Testo fornito:
○ ○ ○ ○ ○ ○ ○

Il diario da Parigi della scrittrice Chiara Mezzalama che racconta la Capitale francese divisa fra la piena della Senna dovuta al mal tempo e l'ondata di proteste per la nuova legge sul lavoro, molto simile al nostro Jobs Act, che i francesi proprio non vogliono

Sì, lo so, stiamo tutti guardando la piena della Senna, le sue acque scure e limacciose che hanno lambito i fianchi dello zuavo, la statua del ponte dell’Alma che misura il crescere del fiume. Piove a Parigi da giorni e queste piogge straordinarie sono un altro dei segni del cambiamento climatico che ci ostiniamo a non prendere sul serio. Come spesso accade, il nostro sguardo si ferma alla punta dell’iceberg, incapaci come siamo di comprendere le complessità di un mondo che sta cambiando più velocemente di quanto non ci venga raccontato. Tutto è così drammaticamente collegato che sbrogliare la matassa diventa un compito sempre più difficile, eppure proprio per questo irrinunciabile.

○ ○ ○ ○ ○ ○ ○

Estratto dei dati:
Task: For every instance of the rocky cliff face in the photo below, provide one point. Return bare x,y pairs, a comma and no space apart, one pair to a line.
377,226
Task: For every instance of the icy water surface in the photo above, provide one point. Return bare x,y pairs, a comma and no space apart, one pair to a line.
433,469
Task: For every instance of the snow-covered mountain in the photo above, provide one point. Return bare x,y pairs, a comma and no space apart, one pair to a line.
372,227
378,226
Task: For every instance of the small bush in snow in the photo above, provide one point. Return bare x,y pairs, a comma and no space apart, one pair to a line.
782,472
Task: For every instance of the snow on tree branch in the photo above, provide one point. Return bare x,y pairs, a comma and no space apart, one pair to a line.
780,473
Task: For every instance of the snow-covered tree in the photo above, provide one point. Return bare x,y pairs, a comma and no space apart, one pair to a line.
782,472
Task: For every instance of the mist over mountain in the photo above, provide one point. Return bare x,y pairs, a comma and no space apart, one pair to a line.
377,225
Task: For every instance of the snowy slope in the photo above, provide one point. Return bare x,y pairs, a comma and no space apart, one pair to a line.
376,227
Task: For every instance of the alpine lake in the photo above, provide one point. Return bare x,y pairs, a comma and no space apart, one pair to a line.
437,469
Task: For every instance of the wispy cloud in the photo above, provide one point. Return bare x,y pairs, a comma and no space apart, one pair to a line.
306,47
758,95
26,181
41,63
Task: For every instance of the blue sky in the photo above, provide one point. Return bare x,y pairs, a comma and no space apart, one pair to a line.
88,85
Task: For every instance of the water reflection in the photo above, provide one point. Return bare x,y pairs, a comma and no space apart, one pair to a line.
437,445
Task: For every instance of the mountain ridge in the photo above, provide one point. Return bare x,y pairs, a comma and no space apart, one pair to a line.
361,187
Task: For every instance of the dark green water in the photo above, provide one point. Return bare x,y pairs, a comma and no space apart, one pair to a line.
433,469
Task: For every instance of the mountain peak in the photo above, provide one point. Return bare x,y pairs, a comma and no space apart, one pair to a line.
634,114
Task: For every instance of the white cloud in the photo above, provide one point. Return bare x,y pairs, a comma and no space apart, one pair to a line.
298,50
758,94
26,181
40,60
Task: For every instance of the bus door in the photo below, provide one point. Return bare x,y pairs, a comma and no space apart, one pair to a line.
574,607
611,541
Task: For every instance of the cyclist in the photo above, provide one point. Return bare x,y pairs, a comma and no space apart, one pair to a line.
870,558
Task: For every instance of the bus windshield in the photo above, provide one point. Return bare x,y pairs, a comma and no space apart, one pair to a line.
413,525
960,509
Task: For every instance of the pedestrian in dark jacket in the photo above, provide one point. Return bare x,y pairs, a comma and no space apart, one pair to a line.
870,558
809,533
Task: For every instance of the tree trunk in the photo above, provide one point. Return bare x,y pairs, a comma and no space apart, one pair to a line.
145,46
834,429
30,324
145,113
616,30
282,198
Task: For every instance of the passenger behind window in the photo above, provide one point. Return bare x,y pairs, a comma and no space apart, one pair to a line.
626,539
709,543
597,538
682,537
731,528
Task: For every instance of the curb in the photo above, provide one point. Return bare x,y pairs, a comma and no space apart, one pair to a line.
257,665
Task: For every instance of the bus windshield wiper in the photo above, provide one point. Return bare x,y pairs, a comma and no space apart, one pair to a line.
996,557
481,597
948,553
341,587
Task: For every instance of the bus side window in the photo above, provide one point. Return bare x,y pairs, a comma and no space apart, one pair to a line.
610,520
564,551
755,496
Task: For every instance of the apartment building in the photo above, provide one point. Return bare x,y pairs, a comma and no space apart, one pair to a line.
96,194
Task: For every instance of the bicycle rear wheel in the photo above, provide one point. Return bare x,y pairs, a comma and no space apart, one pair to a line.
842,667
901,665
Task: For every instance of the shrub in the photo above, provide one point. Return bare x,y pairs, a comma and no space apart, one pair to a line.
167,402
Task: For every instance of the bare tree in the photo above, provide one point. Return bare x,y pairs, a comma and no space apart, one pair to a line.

○ ○ ○ ○ ○ ○ ○

Obiettivo dell'esercizio:
Copia dal diario da Parigi tutto il passo che va da «Sì, lo so, stiamo» fino a «per questo irrinunciabile.», senza cambiare nulla.

Risposta:
Sì, lo so, stiamo tutti guardando la piena della Senna, le sue acque scure e limacciose che hanno lambito i fianchi dello zuavo, la statua del ponte dell’Alma che misura il crescere del fiume. Piove a Parigi da giorni e queste piogge straordinarie sono un altro dei segni del cambiamento climatico che ci ostiniamo a non prendere sul serio. Come spesso accade, il nostro sguardo si ferma alla punta dell’iceberg, incapaci come siamo di comprendere le complessità di un mondo che sta cambiando più velocemente di quanto non ci venga raccontato. Tutto è così drammaticamente collegato che sbrogliare la matassa diventa un compito sempre più difficile, eppure proprio per questo irrinunciabile.